● What you will do
All lines from the one containing "Target: oven door handle" through the final line of the listing below are to be retyped exactly; nothing else goes in the result.

● Records for this task
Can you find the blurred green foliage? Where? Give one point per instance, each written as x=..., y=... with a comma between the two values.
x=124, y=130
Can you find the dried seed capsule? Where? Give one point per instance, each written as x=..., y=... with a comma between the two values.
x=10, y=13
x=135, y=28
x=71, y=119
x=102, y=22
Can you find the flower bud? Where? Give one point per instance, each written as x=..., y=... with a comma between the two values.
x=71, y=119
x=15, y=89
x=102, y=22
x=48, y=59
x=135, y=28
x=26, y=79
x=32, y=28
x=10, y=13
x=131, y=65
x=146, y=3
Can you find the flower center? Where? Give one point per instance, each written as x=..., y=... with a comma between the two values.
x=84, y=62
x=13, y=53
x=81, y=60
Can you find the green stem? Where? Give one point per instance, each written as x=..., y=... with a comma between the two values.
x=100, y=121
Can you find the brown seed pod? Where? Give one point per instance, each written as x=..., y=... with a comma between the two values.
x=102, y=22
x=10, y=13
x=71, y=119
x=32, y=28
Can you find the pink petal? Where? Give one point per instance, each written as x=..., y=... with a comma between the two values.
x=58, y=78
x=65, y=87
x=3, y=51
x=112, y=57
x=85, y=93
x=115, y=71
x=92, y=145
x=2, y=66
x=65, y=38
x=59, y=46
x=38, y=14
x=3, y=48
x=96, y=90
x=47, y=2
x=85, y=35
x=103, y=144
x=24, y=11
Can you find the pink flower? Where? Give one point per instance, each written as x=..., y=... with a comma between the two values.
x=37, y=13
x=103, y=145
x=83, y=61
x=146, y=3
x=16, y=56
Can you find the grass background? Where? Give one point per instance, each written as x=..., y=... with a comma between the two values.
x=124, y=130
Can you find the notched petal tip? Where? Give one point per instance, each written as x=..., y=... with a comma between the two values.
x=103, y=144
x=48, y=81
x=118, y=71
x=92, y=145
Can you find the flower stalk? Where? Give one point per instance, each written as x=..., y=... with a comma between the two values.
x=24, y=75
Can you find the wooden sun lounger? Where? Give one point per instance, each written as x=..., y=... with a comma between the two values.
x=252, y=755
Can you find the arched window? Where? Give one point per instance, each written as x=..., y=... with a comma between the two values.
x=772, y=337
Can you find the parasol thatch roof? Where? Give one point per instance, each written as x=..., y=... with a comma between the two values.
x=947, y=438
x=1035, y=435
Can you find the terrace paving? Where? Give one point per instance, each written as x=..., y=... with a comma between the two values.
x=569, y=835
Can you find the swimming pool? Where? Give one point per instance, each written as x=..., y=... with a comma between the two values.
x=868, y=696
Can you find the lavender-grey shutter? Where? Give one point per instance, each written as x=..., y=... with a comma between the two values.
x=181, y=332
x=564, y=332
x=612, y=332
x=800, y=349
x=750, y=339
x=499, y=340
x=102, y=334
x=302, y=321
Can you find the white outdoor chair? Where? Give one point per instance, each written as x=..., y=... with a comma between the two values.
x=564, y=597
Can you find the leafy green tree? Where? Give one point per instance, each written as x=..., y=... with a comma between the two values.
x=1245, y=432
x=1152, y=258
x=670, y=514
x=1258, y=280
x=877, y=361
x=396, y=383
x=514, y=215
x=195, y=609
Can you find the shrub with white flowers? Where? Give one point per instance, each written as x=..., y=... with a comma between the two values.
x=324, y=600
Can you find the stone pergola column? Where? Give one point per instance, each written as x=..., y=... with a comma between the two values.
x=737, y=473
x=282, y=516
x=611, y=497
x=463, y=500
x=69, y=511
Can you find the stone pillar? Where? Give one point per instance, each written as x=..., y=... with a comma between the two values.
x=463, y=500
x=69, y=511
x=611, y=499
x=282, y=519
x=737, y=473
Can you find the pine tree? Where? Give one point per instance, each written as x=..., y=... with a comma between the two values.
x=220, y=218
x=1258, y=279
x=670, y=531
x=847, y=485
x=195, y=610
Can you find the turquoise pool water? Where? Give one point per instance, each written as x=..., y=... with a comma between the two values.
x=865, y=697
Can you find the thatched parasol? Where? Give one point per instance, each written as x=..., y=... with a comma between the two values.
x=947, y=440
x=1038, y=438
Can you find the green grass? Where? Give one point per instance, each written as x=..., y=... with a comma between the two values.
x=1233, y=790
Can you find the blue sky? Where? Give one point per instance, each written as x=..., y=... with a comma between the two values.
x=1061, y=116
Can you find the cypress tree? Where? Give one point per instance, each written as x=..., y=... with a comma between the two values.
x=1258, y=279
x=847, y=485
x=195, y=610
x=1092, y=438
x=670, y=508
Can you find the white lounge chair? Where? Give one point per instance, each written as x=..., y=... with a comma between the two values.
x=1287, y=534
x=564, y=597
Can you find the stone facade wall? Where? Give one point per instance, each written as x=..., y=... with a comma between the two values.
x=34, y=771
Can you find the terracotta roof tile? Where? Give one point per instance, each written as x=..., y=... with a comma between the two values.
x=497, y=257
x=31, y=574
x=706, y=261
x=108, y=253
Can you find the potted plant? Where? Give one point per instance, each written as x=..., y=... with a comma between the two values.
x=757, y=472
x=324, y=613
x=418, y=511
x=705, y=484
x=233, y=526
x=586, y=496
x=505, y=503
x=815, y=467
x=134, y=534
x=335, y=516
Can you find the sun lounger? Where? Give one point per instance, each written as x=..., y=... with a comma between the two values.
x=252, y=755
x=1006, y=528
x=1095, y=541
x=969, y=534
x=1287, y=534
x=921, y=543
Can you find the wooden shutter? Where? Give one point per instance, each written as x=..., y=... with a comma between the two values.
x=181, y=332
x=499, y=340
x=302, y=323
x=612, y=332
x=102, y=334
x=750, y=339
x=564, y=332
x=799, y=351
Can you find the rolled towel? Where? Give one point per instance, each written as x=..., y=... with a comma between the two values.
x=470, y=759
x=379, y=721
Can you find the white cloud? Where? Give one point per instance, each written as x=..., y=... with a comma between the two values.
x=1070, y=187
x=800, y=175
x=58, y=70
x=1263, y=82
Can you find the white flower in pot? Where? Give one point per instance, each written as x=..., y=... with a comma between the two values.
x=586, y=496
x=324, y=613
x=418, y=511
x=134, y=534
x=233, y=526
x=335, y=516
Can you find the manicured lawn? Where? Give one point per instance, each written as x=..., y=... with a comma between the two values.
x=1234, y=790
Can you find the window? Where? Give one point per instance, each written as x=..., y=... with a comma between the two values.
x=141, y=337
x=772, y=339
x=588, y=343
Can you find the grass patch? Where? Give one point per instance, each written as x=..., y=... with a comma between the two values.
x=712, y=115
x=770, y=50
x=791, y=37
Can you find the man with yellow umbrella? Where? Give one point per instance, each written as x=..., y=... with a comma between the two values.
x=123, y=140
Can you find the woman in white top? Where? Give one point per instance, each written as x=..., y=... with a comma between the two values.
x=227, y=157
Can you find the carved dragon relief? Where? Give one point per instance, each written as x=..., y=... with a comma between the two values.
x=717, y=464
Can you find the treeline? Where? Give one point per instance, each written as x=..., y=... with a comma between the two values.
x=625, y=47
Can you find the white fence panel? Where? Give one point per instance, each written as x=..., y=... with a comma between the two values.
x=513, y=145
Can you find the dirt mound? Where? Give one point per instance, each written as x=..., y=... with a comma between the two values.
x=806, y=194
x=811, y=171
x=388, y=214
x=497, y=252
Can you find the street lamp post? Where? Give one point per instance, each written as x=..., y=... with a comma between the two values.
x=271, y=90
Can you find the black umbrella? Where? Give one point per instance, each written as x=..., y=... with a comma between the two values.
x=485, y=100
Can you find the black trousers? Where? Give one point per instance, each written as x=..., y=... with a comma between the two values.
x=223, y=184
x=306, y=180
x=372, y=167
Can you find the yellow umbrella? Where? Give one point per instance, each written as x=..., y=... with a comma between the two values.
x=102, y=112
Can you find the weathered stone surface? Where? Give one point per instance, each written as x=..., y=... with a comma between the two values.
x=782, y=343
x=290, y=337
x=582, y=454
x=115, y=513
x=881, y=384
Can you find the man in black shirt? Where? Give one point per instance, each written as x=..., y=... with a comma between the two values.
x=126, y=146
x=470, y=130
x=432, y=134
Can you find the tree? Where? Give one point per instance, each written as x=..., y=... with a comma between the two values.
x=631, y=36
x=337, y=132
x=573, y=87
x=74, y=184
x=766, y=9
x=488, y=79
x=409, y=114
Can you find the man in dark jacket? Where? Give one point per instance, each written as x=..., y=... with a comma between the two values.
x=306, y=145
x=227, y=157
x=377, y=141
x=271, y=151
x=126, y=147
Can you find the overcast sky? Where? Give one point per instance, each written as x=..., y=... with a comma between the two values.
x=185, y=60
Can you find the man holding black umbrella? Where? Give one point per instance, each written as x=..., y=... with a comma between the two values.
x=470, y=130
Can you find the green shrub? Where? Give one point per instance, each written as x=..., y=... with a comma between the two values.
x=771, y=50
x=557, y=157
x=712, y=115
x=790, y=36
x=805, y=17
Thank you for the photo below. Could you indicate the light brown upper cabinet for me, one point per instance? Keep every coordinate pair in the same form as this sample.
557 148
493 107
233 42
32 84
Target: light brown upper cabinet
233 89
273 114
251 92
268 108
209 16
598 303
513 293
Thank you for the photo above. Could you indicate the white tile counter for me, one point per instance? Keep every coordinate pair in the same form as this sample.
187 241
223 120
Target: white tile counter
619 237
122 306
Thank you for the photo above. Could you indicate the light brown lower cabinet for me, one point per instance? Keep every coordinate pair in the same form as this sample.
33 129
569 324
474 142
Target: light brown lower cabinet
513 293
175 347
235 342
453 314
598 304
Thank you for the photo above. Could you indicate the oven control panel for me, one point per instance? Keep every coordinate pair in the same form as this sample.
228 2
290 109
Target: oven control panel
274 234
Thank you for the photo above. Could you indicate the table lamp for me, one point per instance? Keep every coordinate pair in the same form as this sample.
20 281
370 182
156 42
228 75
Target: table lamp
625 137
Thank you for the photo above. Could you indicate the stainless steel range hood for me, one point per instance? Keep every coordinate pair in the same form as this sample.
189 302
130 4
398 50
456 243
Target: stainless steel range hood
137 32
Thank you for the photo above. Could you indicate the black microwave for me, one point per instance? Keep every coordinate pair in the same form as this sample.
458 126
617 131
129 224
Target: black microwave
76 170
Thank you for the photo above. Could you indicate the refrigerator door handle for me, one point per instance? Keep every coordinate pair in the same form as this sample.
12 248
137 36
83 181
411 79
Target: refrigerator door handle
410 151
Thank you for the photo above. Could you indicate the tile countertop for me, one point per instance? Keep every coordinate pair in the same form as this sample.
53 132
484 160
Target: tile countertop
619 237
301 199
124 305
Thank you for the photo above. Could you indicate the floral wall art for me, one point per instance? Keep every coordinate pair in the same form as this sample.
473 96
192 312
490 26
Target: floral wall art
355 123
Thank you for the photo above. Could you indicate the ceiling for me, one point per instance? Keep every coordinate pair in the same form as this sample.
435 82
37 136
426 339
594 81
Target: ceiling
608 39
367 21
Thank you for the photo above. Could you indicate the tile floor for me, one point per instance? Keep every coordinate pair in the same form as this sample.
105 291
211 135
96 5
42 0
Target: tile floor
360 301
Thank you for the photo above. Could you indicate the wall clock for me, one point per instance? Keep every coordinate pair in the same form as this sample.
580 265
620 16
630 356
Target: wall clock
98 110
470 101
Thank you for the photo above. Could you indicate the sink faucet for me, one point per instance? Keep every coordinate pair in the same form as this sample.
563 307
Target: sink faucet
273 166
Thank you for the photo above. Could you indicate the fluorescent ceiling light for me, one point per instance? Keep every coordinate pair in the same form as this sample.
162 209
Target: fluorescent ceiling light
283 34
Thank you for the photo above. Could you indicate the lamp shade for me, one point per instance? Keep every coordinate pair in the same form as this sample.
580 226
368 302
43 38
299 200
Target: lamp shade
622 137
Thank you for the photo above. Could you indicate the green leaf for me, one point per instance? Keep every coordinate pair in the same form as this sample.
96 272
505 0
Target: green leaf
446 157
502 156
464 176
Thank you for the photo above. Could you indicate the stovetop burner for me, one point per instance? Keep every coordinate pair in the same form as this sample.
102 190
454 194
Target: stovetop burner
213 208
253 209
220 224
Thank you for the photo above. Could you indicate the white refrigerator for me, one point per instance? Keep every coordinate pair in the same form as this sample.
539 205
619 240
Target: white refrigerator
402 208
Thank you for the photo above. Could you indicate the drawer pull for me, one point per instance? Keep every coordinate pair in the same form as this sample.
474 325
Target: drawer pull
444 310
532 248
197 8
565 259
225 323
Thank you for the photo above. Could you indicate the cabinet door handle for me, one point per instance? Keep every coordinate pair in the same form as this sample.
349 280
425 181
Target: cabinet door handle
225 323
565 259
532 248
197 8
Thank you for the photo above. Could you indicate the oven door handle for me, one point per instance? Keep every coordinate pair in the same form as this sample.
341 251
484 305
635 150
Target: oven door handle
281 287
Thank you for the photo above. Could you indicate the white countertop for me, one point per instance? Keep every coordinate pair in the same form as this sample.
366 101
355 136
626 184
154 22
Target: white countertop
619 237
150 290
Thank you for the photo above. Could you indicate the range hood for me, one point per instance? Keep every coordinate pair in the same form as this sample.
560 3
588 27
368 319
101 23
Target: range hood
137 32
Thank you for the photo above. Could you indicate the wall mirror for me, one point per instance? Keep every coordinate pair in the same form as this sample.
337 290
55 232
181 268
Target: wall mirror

● Task answer
Target: oven door handle
281 287
Thank you for the photo above. Could you indicate the white countertop for me, one point per instance? Keep every coordinate pair in the same form as this sample.
366 101
355 136
626 184
154 22
Target: white countertop
619 237
150 290
Thank you for the photo above. Could you indicate the range hood for me, one point per instance? Keep every coordinate pair in the same form as this sample.
560 3
588 27
368 319
101 23
Target: range hood
137 32
Thank you for the photo above. Could you indicate the wall mirror for me, one point per instance? Keep every coordinate pair in the same form as this sample.
337 290
55 232
181 268
Target: wall mirror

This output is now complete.